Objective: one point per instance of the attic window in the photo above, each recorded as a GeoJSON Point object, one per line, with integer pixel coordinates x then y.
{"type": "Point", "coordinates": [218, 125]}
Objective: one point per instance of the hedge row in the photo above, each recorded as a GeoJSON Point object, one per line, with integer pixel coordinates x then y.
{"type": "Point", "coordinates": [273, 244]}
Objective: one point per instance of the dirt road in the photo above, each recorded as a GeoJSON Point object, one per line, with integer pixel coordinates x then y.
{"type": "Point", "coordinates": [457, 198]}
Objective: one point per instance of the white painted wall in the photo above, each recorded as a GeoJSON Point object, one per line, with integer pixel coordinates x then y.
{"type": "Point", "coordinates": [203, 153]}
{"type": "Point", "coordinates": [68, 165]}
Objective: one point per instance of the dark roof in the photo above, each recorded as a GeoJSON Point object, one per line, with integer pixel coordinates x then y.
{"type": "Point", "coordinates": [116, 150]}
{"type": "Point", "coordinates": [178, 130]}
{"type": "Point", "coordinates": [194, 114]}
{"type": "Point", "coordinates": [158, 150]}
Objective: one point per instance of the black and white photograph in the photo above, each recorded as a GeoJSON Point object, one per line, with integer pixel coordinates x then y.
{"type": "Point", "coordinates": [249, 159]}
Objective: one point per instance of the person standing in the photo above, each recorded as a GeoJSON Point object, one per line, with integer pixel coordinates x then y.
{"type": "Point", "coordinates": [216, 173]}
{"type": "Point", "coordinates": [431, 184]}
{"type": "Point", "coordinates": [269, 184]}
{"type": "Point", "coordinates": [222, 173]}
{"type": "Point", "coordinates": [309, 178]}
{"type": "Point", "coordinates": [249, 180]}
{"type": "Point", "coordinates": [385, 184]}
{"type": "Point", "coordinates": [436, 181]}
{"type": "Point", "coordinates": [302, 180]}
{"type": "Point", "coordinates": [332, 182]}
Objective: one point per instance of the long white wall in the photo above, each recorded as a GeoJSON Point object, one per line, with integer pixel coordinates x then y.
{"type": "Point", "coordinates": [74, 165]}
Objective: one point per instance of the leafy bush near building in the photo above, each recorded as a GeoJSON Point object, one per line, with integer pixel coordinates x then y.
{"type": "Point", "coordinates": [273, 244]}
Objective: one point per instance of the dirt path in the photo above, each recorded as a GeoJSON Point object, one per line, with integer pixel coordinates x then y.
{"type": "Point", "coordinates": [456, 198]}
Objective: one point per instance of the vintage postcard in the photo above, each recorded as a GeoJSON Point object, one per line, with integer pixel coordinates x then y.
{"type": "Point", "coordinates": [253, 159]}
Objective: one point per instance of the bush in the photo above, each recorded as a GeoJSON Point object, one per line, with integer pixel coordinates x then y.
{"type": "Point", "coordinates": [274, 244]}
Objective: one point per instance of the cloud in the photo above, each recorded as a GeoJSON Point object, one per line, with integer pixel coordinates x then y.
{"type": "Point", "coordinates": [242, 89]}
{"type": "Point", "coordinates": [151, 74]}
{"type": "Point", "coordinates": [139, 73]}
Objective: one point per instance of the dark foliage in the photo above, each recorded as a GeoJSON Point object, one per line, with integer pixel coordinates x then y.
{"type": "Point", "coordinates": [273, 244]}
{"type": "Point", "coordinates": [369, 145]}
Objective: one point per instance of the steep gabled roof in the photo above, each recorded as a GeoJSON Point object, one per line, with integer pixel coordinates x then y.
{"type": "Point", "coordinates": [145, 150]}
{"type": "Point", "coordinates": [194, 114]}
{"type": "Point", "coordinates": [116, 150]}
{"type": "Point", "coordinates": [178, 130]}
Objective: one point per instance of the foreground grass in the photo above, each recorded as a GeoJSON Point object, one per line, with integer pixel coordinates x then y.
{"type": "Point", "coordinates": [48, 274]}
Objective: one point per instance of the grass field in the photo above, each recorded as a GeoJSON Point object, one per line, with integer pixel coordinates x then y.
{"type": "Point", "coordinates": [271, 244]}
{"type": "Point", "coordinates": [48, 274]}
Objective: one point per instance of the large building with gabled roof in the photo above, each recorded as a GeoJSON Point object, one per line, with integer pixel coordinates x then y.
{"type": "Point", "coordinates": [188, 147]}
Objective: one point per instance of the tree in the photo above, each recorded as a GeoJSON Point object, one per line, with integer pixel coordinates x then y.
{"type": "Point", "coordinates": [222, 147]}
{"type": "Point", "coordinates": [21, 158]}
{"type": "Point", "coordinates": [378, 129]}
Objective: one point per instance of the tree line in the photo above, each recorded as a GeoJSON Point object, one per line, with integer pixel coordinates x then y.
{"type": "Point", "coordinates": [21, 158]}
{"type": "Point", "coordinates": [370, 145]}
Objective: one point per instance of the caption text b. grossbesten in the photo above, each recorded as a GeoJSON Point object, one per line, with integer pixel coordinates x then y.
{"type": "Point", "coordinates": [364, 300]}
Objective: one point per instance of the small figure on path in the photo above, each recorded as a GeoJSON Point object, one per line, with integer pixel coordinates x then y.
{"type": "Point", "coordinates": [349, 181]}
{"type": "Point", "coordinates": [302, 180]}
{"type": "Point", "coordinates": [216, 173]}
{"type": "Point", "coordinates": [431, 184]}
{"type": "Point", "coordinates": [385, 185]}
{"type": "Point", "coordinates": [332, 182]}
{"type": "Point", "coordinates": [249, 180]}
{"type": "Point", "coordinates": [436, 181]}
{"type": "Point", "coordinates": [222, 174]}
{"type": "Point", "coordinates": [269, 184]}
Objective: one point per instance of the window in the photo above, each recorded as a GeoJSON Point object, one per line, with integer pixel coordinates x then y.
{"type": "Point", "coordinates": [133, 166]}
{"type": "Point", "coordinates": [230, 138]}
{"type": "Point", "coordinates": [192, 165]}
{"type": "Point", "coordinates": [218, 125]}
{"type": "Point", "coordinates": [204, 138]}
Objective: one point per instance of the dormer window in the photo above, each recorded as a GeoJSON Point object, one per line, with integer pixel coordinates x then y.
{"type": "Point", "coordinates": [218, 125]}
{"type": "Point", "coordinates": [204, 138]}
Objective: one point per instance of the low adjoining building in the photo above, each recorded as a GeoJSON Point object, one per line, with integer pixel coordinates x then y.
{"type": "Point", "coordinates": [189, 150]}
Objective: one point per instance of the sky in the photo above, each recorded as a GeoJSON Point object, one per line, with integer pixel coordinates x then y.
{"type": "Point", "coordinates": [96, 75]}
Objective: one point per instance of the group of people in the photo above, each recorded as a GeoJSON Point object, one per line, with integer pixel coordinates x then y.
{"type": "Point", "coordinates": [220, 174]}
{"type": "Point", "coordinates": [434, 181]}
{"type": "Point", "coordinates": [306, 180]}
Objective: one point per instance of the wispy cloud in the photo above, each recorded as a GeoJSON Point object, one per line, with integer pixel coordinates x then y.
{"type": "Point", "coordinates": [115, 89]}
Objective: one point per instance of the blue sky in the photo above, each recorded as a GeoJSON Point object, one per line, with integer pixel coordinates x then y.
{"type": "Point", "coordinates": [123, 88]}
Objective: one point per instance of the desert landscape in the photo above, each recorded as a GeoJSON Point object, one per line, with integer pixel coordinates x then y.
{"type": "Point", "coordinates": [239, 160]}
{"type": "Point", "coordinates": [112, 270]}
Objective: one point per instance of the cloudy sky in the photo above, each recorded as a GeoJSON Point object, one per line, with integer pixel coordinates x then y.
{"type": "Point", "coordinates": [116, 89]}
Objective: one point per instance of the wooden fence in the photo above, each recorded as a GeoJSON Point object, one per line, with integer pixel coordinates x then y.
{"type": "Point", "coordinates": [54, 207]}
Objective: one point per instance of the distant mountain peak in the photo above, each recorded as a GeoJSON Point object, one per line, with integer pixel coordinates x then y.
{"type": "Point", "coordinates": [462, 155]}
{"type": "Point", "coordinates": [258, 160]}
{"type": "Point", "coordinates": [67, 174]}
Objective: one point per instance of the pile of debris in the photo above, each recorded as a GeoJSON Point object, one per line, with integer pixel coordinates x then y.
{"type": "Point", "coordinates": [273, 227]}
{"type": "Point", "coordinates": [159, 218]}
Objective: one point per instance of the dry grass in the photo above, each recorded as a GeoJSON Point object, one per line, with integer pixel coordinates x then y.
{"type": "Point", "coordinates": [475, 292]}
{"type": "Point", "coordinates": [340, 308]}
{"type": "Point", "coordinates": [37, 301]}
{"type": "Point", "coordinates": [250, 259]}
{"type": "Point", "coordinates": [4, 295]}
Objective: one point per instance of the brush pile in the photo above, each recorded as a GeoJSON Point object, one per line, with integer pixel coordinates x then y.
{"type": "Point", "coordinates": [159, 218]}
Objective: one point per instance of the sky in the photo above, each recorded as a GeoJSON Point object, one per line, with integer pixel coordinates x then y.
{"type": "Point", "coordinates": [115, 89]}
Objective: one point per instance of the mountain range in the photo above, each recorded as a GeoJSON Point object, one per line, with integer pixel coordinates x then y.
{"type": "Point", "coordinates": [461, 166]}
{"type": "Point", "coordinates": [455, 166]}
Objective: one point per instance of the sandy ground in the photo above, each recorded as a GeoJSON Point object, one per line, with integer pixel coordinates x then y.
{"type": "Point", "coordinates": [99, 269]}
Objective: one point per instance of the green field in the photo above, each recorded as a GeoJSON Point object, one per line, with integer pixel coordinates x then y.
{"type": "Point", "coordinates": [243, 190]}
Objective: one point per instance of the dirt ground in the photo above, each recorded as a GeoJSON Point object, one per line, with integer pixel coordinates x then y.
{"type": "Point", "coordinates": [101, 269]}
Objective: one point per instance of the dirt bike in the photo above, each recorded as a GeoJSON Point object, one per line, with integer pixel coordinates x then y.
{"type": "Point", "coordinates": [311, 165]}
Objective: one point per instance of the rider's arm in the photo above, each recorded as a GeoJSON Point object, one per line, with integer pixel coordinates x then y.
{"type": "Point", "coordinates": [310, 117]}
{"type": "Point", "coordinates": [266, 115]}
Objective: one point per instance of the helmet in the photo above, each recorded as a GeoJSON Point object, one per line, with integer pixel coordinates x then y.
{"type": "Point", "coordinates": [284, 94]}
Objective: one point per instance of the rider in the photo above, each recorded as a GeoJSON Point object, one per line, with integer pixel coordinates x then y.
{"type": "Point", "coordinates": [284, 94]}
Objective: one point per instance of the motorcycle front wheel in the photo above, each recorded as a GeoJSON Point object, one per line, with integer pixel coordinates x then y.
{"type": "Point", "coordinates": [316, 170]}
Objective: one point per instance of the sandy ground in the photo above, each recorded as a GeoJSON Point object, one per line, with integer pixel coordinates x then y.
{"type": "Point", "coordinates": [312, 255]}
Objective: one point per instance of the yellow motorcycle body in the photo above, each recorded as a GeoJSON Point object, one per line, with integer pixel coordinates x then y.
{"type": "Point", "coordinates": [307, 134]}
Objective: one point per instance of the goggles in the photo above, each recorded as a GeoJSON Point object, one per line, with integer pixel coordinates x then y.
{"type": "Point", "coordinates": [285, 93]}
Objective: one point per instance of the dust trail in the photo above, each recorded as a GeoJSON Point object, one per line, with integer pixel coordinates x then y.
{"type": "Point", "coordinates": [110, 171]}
* * * * *
◆ Exercise directions ◆
Can you copy, word for word, everything in the listing from the line containing "Objective: one point per instance of the dust" down through its final line?

◆ Output for this task ◆
Objective: one point per instance of the dust trail in the photo above, each recorded as a GeoJSON Point object, one per line, with integer pixel coordinates x then y.
{"type": "Point", "coordinates": [110, 171]}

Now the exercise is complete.